TASK DESCRIPTION: Word for word, print all of the lines below.

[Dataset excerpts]
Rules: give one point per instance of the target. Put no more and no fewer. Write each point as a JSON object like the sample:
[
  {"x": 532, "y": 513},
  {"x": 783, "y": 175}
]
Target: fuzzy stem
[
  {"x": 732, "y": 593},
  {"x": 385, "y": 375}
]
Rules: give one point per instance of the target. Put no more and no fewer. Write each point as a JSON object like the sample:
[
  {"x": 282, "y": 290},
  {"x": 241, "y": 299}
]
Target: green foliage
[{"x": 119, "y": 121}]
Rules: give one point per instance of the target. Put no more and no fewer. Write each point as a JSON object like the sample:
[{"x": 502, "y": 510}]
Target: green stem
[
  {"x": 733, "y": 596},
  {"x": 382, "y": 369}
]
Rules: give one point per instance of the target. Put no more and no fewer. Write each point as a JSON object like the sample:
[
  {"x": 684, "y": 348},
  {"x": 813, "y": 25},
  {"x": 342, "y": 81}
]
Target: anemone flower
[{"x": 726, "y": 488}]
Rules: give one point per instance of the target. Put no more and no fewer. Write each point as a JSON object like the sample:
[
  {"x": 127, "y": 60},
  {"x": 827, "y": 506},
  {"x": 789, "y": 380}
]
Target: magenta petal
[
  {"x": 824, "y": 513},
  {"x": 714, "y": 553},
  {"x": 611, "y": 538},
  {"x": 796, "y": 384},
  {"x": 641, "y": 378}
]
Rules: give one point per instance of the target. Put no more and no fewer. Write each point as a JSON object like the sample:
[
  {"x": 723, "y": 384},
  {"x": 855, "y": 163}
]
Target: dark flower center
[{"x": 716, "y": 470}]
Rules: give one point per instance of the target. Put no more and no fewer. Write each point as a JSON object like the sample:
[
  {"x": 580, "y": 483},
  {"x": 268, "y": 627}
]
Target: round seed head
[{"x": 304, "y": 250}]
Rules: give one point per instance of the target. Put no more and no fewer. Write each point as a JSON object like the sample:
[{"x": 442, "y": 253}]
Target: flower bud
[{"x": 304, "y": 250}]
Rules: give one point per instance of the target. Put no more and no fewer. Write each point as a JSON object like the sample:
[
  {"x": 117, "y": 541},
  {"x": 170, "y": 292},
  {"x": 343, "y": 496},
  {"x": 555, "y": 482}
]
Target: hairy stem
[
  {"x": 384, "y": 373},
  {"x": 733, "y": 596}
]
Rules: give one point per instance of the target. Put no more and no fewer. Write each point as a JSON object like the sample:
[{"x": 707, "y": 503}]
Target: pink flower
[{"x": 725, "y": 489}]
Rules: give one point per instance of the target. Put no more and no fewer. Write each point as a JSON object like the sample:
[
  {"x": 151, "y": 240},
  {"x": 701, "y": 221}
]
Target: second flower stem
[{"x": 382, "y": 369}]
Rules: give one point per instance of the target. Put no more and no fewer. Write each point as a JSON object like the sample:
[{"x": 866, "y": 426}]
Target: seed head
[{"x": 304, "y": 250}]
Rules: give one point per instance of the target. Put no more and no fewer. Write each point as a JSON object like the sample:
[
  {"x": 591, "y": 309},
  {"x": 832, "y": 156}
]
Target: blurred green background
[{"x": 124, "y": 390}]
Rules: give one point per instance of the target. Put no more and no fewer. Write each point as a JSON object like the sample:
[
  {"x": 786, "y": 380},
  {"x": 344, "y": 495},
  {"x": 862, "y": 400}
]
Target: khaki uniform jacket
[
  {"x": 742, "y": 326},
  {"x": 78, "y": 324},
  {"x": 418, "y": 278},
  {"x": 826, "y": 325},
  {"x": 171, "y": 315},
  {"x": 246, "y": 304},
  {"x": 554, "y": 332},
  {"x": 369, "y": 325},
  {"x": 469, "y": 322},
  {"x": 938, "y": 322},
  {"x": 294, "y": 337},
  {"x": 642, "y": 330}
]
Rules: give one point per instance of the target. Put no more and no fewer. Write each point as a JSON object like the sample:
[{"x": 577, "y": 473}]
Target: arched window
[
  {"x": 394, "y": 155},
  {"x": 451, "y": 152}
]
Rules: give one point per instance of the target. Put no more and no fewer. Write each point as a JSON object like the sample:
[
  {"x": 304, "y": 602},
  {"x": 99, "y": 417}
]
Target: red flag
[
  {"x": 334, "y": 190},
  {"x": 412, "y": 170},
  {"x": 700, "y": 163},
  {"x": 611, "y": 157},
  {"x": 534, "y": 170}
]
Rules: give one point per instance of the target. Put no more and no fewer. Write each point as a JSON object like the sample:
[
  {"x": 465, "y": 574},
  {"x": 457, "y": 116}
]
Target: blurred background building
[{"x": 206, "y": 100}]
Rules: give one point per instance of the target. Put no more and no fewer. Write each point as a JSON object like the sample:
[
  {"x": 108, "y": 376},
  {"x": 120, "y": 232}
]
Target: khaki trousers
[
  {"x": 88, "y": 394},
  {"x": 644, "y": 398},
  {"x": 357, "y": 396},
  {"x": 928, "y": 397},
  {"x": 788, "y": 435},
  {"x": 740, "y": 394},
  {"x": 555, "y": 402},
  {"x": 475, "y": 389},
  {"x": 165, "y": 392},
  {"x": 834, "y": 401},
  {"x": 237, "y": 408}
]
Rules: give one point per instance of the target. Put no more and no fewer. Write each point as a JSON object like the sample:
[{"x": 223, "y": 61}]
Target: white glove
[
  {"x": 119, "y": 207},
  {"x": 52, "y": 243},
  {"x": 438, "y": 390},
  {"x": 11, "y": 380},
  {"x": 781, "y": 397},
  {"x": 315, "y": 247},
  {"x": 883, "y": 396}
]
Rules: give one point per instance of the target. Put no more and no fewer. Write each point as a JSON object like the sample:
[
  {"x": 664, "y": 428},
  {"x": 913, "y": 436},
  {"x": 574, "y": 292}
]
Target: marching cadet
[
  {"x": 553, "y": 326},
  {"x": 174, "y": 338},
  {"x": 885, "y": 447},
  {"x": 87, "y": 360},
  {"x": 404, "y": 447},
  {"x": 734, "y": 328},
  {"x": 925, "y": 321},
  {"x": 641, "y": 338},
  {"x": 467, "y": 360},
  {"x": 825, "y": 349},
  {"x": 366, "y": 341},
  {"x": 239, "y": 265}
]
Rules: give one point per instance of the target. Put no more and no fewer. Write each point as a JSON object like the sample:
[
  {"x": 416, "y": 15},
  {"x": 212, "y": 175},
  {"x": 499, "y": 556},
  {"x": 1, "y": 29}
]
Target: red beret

TASK RESPONSE:
Rules: give one point per instance of the target. Put no more and no fewer. Write each point as a JSON object like the sample:
[
  {"x": 532, "y": 513},
  {"x": 783, "y": 175}
]
Target: fuzzy stem
[
  {"x": 732, "y": 593},
  {"x": 385, "y": 375}
]
Rules: give one point per instance of the target. Put no more and no fewer. Write each point as a JSON object like the sample:
[
  {"x": 282, "y": 290},
  {"x": 241, "y": 299}
]
Target: green foliage
[{"x": 119, "y": 121}]
Rules: give one point per instance of the target. Put no more and no fewer. Write each point as a JSON object like the sample:
[{"x": 502, "y": 510}]
Target: green stem
[
  {"x": 733, "y": 596},
  {"x": 382, "y": 369}
]
Rules: give one point per instance of the target. Put no more and no fewer. Write each point as a JSON object like the sample:
[
  {"x": 684, "y": 348},
  {"x": 813, "y": 25},
  {"x": 342, "y": 81}
]
Target: anemone flower
[{"x": 726, "y": 488}]
Rules: give one point per instance of the target. Put no more and no fewer. Write each point as a JSON object like the sample:
[
  {"x": 127, "y": 60},
  {"x": 827, "y": 506},
  {"x": 789, "y": 380}
]
Target: magenta petal
[
  {"x": 824, "y": 513},
  {"x": 714, "y": 553},
  {"x": 611, "y": 538},
  {"x": 796, "y": 384},
  {"x": 641, "y": 378}
]
Rules: give one point per instance of the target. Put no more and no fewer. Write each point as a JSON object like the sample:
[
  {"x": 723, "y": 384},
  {"x": 855, "y": 163}
]
Target: dark flower center
[{"x": 716, "y": 470}]
Rules: give one point per instance of the target. Put no more and no fewer. Write each point as a JSON object like the sample:
[
  {"x": 580, "y": 483},
  {"x": 268, "y": 627}
]
Target: round seed head
[{"x": 304, "y": 250}]
Rules: give one point per instance of the target. Put no more and no fewer. Write each point as a JSON object like the sample:
[{"x": 442, "y": 253}]
Target: flower bud
[{"x": 304, "y": 250}]
Rules: give one point per instance of the target. Put no more and no fewer. Write each point as a JSON object like the sample:
[
  {"x": 117, "y": 541},
  {"x": 170, "y": 292},
  {"x": 343, "y": 496},
  {"x": 555, "y": 482}
]
Target: hairy stem
[
  {"x": 384, "y": 373},
  {"x": 733, "y": 596}
]
Rules: give one point per instance of the target. Put no more and no fewer. Write each point as a JSON object like the sample:
[{"x": 707, "y": 503}]
Target: pink flower
[{"x": 725, "y": 489}]
Rules: give one point per instance of the target. Put no more and no fewer. Write each point as a JSON object like the sample:
[
  {"x": 151, "y": 240},
  {"x": 701, "y": 221}
]
Target: second flower stem
[{"x": 382, "y": 369}]
Rules: give one point per instance of the target. Put no more and no fewer. Write each point as a JSON object like the sample:
[{"x": 866, "y": 426}]
Target: seed head
[{"x": 304, "y": 250}]
Rules: give one point per instance of the target. Put no more and no fewer. Write each point as a JSON object like the sample:
[
  {"x": 591, "y": 309},
  {"x": 832, "y": 156}
]
Target: blurred green background
[{"x": 124, "y": 390}]
Rules: give one point per instance of the target. Put no more and no fewer. Write each point as a JSON object like the sample:
[
  {"x": 786, "y": 380},
  {"x": 344, "y": 495},
  {"x": 862, "y": 400}
]
Target: khaki uniform jacket
[
  {"x": 742, "y": 326},
  {"x": 78, "y": 324},
  {"x": 418, "y": 278},
  {"x": 826, "y": 325},
  {"x": 171, "y": 315},
  {"x": 246, "y": 304},
  {"x": 554, "y": 332},
  {"x": 369, "y": 325},
  {"x": 469, "y": 322},
  {"x": 938, "y": 322},
  {"x": 294, "y": 337},
  {"x": 642, "y": 330}
]
Rules: give one point per instance of the target. Put no more and no fewer. Write each point as a JSON object like the sample:
[{"x": 577, "y": 473}]
Target: arched window
[
  {"x": 394, "y": 155},
  {"x": 451, "y": 152}
]
Rules: give one point per instance of the target. Put no more and no fewer. Write each point as a JSON object like the sample:
[
  {"x": 304, "y": 602},
  {"x": 99, "y": 417}
]
Target: red flag
[
  {"x": 334, "y": 190},
  {"x": 412, "y": 170},
  {"x": 700, "y": 163},
  {"x": 611, "y": 157},
  {"x": 534, "y": 170}
]
Rules: give one point per instance of the target. Put no more and no fewer. Write each point as a JSON object like the sample:
[
  {"x": 465, "y": 574},
  {"x": 457, "y": 116}
]
Target: blurred background building
[{"x": 206, "y": 100}]
Rules: give one point per instance of the target. Put no more and no fewer. Write each point as a JSON object like the sample:
[
  {"x": 108, "y": 376},
  {"x": 120, "y": 232}
]
Target: khaki trousers
[
  {"x": 88, "y": 394},
  {"x": 644, "y": 398},
  {"x": 357, "y": 396},
  {"x": 928, "y": 397},
  {"x": 788, "y": 435},
  {"x": 740, "y": 394},
  {"x": 555, "y": 402},
  {"x": 475, "y": 389},
  {"x": 165, "y": 392},
  {"x": 834, "y": 401},
  {"x": 237, "y": 408}
]
Rules: give one point per instance of the target. Put no more and no fewer. Write each point as a JSON object like the sample:
[{"x": 223, "y": 61}]
Target: white glove
[
  {"x": 119, "y": 207},
  {"x": 52, "y": 243},
  {"x": 438, "y": 390},
  {"x": 11, "y": 380},
  {"x": 781, "y": 397},
  {"x": 315, "y": 247},
  {"x": 883, "y": 396}
]
Rules: give one point per instance of the target. Put no more and no fewer. Write each point as a JSON object like the sample:
[
  {"x": 664, "y": 428},
  {"x": 913, "y": 436},
  {"x": 574, "y": 292}
]
Target: marching cadet
[
  {"x": 553, "y": 326},
  {"x": 174, "y": 338},
  {"x": 885, "y": 447},
  {"x": 87, "y": 360},
  {"x": 404, "y": 447},
  {"x": 734, "y": 328},
  {"x": 925, "y": 321},
  {"x": 641, "y": 338},
  {"x": 467, "y": 360},
  {"x": 825, "y": 349},
  {"x": 366, "y": 341},
  {"x": 239, "y": 265}
]
Rules: give one point per instance of the target. Put no more and no fewer. Write each point as a JSON object like the sample:
[
  {"x": 416, "y": 15},
  {"x": 212, "y": 175},
  {"x": 499, "y": 556},
  {"x": 1, "y": 29}
]
Target: red beret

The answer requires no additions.